■ EXERCISE OBJECTIVE: Copy out the entries below exactly as they stand, but only from the line containing "positive clicks: (360, 266) (367, 280)" through the line containing "270L369 254L351 244L321".

*** Opening DATASET ***

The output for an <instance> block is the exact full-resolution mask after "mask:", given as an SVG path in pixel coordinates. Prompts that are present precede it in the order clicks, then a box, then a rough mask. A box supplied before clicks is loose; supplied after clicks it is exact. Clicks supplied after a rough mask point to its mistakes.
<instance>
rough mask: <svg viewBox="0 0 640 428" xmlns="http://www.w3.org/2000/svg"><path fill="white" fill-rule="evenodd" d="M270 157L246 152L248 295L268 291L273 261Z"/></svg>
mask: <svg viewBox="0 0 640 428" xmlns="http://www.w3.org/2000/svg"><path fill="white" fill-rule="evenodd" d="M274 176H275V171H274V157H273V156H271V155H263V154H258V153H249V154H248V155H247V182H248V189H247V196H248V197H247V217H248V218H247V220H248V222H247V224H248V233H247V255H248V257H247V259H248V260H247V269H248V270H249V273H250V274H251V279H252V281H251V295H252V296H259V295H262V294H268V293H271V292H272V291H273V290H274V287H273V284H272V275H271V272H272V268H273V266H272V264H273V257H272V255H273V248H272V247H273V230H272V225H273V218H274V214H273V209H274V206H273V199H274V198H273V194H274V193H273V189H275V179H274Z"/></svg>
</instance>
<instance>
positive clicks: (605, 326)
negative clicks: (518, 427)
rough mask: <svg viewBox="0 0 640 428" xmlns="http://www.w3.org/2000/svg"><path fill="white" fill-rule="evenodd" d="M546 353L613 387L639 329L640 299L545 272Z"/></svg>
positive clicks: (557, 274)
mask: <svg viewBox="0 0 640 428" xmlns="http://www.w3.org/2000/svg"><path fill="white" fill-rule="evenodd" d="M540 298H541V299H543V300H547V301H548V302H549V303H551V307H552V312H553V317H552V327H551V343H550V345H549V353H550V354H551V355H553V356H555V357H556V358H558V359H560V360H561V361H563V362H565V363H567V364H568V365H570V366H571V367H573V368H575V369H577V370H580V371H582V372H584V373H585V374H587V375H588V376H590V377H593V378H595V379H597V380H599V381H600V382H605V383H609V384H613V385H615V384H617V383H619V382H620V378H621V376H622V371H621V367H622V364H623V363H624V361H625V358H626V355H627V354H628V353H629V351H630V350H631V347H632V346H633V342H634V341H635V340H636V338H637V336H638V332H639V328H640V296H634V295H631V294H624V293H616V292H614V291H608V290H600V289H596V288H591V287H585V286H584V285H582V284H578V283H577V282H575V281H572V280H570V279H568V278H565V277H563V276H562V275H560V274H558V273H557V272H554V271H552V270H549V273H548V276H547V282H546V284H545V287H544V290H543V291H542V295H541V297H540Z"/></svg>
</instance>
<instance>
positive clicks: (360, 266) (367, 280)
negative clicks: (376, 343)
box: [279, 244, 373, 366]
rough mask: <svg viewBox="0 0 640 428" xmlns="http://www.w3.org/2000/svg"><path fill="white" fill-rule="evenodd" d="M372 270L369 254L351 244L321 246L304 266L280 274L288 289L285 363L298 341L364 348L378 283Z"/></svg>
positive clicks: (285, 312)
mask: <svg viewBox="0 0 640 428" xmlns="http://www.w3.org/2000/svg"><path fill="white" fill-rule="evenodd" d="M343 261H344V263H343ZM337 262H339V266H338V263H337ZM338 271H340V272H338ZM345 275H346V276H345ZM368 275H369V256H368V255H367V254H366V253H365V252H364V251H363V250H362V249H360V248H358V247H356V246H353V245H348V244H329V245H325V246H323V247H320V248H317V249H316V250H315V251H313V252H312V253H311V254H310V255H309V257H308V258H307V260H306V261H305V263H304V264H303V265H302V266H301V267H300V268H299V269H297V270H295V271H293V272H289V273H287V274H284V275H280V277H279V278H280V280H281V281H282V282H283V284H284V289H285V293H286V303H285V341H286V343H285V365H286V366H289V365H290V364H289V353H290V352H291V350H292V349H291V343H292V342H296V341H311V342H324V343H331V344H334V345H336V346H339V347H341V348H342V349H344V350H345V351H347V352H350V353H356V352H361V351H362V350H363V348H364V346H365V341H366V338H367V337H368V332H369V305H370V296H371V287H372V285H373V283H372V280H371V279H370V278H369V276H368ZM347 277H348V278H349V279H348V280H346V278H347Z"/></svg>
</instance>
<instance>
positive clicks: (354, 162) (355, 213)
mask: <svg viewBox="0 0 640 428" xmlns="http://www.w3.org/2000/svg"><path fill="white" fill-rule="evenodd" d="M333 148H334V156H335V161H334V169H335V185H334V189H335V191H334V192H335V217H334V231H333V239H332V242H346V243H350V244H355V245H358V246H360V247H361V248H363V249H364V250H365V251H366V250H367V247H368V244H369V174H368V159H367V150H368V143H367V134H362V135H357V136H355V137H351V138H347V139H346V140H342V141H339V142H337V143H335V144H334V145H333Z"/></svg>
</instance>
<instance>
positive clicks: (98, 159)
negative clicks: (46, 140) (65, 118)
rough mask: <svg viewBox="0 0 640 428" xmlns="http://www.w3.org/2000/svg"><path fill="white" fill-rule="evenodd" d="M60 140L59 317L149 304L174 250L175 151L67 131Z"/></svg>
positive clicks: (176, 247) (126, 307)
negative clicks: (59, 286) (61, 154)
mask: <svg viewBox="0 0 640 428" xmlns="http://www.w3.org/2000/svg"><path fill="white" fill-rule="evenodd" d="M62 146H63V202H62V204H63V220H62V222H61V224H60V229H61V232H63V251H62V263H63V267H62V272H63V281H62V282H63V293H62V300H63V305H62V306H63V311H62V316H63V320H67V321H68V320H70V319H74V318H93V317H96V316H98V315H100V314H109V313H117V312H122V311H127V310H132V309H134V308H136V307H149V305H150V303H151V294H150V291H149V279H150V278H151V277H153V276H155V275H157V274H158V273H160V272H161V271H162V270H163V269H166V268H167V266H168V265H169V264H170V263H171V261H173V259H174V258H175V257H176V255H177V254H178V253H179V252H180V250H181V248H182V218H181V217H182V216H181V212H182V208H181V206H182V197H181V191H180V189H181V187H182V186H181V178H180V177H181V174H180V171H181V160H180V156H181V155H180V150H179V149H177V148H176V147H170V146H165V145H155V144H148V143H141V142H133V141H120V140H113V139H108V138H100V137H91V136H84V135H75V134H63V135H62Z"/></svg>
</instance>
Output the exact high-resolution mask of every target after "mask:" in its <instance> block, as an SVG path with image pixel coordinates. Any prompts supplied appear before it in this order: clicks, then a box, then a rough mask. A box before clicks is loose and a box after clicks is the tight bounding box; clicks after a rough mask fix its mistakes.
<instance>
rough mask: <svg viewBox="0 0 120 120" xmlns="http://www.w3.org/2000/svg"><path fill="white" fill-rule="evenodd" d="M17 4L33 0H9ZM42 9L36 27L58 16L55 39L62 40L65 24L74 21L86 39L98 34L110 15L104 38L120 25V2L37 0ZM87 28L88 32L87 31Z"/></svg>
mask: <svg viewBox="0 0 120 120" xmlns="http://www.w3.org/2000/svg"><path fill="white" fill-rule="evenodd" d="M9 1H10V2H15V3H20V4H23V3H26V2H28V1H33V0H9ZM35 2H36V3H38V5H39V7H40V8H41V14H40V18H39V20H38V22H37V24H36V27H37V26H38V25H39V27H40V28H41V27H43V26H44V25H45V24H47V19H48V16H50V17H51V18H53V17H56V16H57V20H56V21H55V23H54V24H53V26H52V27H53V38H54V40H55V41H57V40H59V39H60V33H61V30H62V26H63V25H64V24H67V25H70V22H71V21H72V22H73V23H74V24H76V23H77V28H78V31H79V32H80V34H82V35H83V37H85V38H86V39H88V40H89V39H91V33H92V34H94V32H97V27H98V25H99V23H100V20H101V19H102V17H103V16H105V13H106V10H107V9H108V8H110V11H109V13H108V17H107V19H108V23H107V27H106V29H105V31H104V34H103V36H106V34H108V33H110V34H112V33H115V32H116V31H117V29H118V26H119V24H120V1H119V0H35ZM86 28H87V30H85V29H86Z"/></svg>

*** Closing DATASET ***

■ RESULT FOR THIS EXERCISE:
positive clicks: (360, 266) (367, 280)
negative clicks: (376, 343)
box: [279, 244, 373, 366]
rough mask: <svg viewBox="0 0 640 428" xmlns="http://www.w3.org/2000/svg"><path fill="white" fill-rule="evenodd" d="M372 270L369 254L351 244L321 246L304 266L280 274L288 289L285 363L298 341L364 348L378 283Z"/></svg>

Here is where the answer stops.